Challenge 1: List each line of the rows that contains the string "woman", treating uppercase and lowercase letters as different.

Page excerpt:
=======

Sunday, March 26, 2006

A reflection upon childhood stories...

My own children have been reading these stories from my childhood and having their own, disconcerting reactions to them.

As I was putting the two of them to bed a couple of nights ago, nine-year-old Sa-Rah told me, "Daddy, you are very strict with us and tell us not to do dangerous things, but some of those things that you did as a child were more dangerous than anything we've ever done."

"Yes?" I replied, waiting for the rest.

"I wonder," she continued, "where I could find a bullet."

"What?!" I cried, aghast ... until I realized that she was joking.

But I do wonder if these childhood stories, some of them about my bad behavior, might lead my own children to question my right to discipline them for their bad behavior.

Even if a story is told to serve as a bad example, the story itself can prove so interesting that its moral can be missed. Not so long ago, I told my six-year-old En-Uk a story of how I stole two pieces of penny gum, hoping to impress upon him the importance of honesty by showing him the consequences of dishonesty.

=======

Challenge 2: Reproduce the passage of the childhood-stories reflection between "My own children have" and "she was joking.", inclusive, without changing a word.

=======

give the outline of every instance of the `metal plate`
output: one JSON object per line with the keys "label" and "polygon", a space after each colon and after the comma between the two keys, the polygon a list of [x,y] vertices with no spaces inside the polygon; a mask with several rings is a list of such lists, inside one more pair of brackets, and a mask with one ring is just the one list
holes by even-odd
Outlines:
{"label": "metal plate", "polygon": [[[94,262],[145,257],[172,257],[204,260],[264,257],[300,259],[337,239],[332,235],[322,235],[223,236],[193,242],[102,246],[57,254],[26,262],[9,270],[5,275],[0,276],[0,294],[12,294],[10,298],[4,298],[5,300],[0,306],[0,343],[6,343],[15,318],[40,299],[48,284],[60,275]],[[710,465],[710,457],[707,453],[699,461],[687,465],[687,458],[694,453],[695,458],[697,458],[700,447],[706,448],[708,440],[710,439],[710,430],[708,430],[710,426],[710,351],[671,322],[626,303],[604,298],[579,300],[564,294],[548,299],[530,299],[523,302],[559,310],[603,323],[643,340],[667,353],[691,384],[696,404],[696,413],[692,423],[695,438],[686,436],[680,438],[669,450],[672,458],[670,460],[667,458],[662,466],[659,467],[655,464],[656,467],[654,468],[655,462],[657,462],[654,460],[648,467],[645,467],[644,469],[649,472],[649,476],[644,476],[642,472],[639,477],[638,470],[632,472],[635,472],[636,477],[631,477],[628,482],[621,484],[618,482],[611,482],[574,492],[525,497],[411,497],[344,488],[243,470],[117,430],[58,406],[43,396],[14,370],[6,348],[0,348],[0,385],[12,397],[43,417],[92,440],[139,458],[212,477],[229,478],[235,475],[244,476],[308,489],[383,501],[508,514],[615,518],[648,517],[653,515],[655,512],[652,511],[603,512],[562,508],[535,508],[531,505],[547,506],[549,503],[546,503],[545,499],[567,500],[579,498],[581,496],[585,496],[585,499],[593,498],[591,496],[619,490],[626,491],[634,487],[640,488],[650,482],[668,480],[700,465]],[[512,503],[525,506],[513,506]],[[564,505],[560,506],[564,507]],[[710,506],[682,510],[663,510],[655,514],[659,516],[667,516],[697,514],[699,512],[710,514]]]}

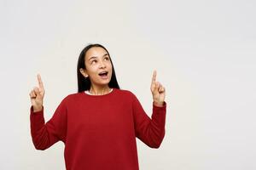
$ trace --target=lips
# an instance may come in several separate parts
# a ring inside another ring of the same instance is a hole
[[[102,71],[99,73],[99,76],[107,76],[108,75],[108,71]]]

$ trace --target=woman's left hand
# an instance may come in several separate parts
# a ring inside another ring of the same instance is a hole
[[[150,89],[153,95],[154,105],[156,106],[163,106],[166,98],[166,88],[159,82],[156,82],[156,71],[153,72]]]

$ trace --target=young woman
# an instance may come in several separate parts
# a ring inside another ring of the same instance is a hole
[[[65,144],[68,170],[138,170],[136,137],[159,148],[165,136],[165,88],[151,82],[153,114],[150,119],[137,97],[119,89],[108,50],[100,44],[85,47],[78,61],[79,92],[67,95],[46,123],[44,88],[30,93],[32,142],[45,150],[58,141]]]

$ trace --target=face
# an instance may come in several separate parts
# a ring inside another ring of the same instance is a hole
[[[86,52],[84,62],[85,69],[80,69],[80,72],[90,78],[91,86],[108,86],[112,76],[112,64],[108,52],[101,47],[90,48]]]

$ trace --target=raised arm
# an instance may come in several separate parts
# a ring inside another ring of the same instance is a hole
[[[45,123],[44,117],[44,88],[40,75],[38,75],[38,87],[29,94],[32,107],[30,125],[32,142],[37,150],[45,150],[59,140],[65,142],[67,133],[67,107],[63,100],[52,118]]]
[[[154,100],[151,119],[136,97],[132,104],[136,136],[151,148],[159,148],[166,133],[166,90],[155,80],[156,71],[154,71],[151,82]]]

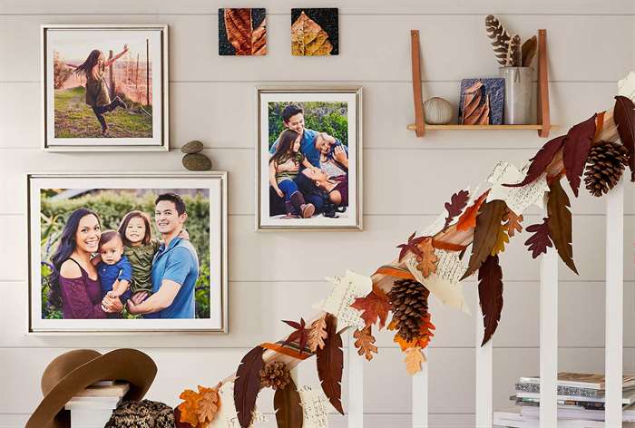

=======

Reply 1:
$ trace --target=woman's left hand
$ trace --target=young woman

Reply 2:
My own children have been reading these stories from my childhood and having their own, disconcerting reactions to them.

As I was putting the two of them to bed a couple of nights ago, nine-year-old Sa-Rah told me, "Daddy, you are very strict with us and tell us not to do dangerous things, but some of those things that you did as a child were more dangerous than anything we've ever done."

"Yes?" I replied, waiting for the rest.

"I wonder," she continued, "where I could find a bullet."

"What?!" I cried, aghast ... until I realized that she was joking.